**YOUR TASK**
Exactly the lines from the one with "Indicate every instance of the dark hair" to the end of the data below should be set down, and no others.

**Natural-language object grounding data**

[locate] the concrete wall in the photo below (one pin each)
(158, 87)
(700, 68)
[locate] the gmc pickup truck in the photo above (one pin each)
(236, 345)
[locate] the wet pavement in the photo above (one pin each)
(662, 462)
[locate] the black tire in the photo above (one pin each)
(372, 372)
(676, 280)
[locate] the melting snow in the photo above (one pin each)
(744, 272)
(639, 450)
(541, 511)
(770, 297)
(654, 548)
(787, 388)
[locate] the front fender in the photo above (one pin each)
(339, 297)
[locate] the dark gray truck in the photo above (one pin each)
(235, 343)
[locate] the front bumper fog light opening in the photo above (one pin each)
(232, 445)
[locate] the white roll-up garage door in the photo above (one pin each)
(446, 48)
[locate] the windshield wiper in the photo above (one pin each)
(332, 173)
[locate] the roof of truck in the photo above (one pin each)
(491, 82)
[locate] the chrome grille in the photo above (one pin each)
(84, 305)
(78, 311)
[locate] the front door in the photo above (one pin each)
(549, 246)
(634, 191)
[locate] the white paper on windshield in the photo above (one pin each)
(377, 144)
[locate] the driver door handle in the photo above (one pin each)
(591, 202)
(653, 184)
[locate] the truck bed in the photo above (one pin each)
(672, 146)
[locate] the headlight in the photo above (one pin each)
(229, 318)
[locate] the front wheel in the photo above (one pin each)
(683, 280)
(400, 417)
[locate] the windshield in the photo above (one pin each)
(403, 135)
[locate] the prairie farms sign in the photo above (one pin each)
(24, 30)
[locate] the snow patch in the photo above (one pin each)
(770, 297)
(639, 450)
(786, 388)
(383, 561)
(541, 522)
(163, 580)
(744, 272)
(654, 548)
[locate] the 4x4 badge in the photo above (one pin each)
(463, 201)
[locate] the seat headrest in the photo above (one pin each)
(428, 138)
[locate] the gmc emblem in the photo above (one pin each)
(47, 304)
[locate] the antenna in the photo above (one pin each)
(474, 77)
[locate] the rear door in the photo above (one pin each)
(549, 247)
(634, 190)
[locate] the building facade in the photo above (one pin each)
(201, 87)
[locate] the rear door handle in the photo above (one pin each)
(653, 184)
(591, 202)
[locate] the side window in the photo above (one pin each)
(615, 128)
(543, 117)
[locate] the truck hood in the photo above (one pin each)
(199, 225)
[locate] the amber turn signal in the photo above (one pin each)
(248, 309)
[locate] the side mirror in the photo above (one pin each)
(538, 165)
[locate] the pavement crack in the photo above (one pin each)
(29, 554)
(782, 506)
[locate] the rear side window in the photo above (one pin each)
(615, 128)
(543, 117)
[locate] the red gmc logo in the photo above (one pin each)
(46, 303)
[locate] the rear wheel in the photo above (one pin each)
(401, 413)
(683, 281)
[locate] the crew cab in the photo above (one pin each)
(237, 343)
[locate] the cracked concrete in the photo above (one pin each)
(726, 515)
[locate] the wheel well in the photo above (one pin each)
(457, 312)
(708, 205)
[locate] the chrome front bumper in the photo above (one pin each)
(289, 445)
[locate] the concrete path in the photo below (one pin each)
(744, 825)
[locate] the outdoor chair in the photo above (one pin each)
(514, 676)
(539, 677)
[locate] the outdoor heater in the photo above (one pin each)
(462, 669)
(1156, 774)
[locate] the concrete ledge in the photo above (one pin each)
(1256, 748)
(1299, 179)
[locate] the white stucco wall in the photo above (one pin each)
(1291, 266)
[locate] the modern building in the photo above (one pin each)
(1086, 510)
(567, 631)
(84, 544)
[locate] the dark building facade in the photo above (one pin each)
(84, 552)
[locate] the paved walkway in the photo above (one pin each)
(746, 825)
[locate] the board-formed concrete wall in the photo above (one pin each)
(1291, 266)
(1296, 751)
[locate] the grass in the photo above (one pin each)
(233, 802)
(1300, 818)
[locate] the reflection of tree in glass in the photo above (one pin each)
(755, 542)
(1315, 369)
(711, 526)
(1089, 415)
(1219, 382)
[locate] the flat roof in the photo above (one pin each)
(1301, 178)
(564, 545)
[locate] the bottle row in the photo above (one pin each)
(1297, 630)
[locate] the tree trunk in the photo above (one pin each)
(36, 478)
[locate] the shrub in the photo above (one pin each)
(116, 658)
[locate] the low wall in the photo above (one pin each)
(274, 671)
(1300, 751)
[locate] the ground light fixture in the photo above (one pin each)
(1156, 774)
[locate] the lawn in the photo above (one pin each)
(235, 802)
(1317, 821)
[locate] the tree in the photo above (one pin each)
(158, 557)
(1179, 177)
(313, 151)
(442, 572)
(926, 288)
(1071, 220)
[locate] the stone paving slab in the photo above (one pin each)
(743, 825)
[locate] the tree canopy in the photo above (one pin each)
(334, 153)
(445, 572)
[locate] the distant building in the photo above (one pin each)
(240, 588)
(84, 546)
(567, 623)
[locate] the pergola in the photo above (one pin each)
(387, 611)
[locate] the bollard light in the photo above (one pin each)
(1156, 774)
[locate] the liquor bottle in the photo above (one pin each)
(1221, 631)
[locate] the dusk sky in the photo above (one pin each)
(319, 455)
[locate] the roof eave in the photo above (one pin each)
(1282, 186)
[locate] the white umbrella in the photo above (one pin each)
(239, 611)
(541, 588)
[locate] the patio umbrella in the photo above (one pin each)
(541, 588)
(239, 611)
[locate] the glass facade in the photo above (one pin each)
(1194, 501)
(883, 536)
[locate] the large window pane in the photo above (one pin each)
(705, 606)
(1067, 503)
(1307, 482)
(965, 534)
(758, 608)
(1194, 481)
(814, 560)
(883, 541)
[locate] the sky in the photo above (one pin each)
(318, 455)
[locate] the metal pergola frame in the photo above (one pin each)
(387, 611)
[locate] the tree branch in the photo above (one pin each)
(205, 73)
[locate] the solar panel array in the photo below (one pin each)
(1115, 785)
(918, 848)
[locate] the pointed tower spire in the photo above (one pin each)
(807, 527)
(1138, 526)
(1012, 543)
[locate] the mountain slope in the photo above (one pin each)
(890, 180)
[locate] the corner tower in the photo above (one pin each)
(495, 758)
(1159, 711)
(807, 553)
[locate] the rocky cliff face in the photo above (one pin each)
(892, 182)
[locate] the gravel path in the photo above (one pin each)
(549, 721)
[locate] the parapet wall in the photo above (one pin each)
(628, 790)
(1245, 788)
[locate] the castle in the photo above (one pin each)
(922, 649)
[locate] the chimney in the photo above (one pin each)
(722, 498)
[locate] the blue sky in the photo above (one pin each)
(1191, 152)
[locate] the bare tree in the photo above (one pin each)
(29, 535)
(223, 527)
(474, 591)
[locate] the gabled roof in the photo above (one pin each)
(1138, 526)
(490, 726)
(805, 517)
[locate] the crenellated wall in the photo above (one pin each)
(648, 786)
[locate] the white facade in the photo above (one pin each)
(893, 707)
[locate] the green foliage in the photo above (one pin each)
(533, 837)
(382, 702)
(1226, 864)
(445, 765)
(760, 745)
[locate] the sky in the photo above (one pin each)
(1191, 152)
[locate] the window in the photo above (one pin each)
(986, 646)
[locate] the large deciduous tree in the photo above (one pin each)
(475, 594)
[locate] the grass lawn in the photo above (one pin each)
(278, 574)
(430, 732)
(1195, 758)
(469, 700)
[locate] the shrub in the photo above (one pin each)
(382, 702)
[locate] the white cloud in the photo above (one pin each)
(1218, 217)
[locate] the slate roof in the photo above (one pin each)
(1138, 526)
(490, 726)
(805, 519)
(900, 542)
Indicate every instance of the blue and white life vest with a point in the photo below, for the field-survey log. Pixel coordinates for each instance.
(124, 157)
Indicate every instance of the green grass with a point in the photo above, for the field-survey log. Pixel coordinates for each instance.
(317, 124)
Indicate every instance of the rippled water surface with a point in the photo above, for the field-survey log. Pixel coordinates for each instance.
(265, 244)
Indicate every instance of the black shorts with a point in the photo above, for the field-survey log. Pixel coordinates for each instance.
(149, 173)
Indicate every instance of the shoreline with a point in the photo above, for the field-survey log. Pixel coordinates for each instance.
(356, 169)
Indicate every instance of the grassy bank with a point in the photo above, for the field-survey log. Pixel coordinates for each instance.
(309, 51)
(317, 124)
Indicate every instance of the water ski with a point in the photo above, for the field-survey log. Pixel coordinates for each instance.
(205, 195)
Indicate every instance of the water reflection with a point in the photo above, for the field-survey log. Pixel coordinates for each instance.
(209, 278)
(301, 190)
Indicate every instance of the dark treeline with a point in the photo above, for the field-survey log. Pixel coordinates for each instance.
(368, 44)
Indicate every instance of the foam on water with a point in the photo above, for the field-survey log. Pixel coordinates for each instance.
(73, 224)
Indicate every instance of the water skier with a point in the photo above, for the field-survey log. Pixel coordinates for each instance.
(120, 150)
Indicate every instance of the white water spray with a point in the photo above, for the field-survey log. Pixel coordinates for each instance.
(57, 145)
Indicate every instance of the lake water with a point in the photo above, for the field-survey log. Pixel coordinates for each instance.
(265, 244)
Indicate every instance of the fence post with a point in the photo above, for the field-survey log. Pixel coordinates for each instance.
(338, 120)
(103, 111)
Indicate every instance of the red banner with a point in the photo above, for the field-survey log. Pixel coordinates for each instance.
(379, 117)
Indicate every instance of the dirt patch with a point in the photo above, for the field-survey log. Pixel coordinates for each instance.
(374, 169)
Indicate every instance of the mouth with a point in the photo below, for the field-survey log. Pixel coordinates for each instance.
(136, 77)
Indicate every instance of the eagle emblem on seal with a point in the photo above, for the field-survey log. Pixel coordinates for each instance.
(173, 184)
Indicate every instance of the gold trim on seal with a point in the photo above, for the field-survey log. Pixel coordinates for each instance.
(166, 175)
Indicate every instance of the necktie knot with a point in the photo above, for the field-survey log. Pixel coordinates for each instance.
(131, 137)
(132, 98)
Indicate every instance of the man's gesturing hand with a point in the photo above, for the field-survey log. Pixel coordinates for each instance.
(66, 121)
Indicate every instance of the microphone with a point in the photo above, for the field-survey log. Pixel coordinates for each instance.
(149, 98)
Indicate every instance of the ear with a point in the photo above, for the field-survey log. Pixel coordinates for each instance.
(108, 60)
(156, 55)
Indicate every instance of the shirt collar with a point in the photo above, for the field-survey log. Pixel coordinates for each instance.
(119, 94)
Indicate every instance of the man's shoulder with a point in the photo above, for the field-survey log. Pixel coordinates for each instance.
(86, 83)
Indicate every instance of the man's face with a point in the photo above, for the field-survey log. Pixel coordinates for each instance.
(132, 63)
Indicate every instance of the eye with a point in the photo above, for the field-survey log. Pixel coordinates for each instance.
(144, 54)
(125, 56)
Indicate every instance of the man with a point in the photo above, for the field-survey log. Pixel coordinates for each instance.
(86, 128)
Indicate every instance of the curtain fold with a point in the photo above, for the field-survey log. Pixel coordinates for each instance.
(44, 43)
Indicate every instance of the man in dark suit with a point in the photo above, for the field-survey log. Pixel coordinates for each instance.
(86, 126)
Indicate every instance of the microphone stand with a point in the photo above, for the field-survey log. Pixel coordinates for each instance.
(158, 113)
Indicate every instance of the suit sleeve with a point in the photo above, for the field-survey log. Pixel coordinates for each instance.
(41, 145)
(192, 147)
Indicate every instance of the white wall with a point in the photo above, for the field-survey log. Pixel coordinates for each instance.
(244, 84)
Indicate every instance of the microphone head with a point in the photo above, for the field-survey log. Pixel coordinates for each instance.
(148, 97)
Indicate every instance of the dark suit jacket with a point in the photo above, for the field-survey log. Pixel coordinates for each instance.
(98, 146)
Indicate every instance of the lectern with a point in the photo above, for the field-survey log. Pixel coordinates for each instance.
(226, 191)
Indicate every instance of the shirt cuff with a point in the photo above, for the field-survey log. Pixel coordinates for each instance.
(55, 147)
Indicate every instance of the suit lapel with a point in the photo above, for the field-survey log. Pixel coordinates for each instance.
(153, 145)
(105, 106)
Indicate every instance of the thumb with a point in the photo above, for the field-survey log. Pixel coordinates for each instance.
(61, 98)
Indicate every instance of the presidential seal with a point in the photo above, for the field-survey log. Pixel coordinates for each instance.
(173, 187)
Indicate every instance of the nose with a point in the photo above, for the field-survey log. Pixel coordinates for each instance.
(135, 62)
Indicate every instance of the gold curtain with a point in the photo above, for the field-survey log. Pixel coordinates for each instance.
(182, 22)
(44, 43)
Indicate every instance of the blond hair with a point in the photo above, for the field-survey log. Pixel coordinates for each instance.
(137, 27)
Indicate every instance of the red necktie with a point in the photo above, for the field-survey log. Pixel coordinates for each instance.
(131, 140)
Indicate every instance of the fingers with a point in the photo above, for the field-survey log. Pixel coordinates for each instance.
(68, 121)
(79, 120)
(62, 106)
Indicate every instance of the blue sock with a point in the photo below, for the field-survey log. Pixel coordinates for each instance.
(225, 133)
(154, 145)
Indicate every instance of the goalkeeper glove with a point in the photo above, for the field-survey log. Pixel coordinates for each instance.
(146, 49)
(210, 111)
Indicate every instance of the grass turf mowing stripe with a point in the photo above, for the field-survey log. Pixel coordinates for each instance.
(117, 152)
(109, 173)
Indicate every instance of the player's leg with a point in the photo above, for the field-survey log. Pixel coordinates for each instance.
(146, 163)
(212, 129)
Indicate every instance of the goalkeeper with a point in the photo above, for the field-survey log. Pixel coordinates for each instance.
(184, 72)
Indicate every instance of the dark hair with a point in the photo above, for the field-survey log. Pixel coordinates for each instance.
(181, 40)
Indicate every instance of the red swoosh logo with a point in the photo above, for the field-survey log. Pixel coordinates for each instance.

**WRITTEN SOLUTION**
Indicate every instance of the dark hair with a point in the photo above, for the field-survey log. Pixel coordinates for each instance.
(181, 40)
Indicate every instance of the red swoosh logo with a point in the photo above, for the field-survey log. Pixel coordinates for each instance.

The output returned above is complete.